■ **AIM OF THE EXERCISE**:
List every line of the listing below that contains the word "pink".

-- begin SUPPLIED RECORDS --

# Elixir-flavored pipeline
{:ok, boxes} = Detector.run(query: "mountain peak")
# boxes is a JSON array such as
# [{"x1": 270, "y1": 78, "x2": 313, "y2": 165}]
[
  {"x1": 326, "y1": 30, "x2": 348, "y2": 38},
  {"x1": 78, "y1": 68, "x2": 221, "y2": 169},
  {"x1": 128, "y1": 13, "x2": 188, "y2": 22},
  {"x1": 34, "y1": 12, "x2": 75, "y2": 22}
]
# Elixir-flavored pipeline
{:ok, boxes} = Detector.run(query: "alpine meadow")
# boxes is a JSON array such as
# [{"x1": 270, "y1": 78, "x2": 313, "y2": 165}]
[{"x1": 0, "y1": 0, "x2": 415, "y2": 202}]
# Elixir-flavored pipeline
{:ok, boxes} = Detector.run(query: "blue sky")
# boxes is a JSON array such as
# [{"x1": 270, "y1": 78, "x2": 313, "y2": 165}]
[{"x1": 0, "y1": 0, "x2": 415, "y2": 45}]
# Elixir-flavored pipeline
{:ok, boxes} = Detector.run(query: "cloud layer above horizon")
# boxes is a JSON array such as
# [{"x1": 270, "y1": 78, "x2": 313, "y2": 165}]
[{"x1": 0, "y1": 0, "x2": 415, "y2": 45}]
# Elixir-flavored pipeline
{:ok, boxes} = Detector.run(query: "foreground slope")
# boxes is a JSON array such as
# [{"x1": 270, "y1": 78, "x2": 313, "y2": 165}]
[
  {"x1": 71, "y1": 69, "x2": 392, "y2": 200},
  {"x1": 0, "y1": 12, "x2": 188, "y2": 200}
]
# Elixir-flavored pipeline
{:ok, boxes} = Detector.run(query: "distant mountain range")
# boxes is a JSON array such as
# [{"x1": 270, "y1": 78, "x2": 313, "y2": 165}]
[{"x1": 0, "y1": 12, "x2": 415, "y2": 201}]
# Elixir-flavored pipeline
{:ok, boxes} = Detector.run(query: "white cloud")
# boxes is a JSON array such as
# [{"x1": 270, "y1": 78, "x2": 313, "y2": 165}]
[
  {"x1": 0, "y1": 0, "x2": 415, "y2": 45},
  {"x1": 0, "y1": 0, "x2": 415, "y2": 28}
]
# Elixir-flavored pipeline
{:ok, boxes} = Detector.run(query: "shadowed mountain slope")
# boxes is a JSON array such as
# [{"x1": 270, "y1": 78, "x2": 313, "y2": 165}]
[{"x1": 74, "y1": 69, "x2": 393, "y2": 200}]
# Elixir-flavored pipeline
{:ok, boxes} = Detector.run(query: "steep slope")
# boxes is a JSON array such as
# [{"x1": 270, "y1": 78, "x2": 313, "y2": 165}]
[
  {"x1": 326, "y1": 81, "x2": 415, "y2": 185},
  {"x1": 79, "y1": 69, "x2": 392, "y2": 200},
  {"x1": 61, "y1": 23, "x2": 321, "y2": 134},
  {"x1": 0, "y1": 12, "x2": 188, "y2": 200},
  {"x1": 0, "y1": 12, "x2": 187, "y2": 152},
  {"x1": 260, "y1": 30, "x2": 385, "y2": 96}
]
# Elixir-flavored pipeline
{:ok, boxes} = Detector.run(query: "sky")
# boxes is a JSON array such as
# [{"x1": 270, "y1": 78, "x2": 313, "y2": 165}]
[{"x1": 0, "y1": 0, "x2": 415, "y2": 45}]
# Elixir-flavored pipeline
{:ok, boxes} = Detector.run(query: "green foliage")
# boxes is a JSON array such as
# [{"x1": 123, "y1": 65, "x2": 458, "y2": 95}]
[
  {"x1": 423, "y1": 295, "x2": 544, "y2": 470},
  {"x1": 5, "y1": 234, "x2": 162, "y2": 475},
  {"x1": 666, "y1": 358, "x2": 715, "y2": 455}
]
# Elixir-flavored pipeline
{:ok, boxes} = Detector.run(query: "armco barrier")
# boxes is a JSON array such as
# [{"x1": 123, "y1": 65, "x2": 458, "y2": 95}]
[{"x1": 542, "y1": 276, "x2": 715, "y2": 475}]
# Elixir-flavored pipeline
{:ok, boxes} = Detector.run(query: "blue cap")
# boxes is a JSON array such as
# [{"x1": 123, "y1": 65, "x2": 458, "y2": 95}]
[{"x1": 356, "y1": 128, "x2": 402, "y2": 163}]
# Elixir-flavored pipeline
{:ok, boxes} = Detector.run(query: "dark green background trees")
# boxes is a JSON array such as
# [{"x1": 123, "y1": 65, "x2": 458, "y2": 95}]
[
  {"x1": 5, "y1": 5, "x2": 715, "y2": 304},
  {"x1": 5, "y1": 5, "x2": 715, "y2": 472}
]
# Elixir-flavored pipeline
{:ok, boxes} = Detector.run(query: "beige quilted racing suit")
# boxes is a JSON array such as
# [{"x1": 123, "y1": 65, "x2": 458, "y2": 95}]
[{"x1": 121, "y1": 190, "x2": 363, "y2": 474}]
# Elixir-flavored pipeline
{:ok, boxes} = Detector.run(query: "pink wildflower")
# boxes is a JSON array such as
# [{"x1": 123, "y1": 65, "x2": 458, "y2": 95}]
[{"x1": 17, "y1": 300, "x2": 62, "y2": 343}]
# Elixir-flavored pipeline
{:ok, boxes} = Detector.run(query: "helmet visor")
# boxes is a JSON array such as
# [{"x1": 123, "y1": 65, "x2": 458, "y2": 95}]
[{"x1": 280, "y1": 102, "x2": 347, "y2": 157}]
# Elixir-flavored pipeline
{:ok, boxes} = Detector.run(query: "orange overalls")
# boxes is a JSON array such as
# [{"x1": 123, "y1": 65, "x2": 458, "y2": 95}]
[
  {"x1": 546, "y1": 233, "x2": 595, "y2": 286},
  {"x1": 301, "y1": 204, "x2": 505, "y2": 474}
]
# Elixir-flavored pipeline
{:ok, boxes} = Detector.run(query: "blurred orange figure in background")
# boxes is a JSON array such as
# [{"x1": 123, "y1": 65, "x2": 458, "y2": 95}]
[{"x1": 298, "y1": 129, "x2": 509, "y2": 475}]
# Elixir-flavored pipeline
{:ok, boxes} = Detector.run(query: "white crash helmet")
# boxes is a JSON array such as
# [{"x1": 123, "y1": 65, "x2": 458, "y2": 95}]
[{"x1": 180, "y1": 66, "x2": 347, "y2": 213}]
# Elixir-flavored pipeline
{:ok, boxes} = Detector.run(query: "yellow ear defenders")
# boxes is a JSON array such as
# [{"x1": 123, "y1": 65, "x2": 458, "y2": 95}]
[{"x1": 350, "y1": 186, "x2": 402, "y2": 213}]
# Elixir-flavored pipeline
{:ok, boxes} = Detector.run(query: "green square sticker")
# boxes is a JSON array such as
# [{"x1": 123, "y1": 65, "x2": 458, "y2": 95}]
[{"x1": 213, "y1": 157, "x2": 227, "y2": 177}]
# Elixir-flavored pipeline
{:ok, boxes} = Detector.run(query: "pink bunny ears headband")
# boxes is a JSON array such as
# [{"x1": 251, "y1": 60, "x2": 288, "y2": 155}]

-- end SUPPLIED RECORDS --

■ **SOLUTION TO THIS PROBLEM**:
{:ok, boxes} = Detector.run(query: "pink wildflower")
{:ok, boxes} = Detector.run(query: "pink bunny ears headband")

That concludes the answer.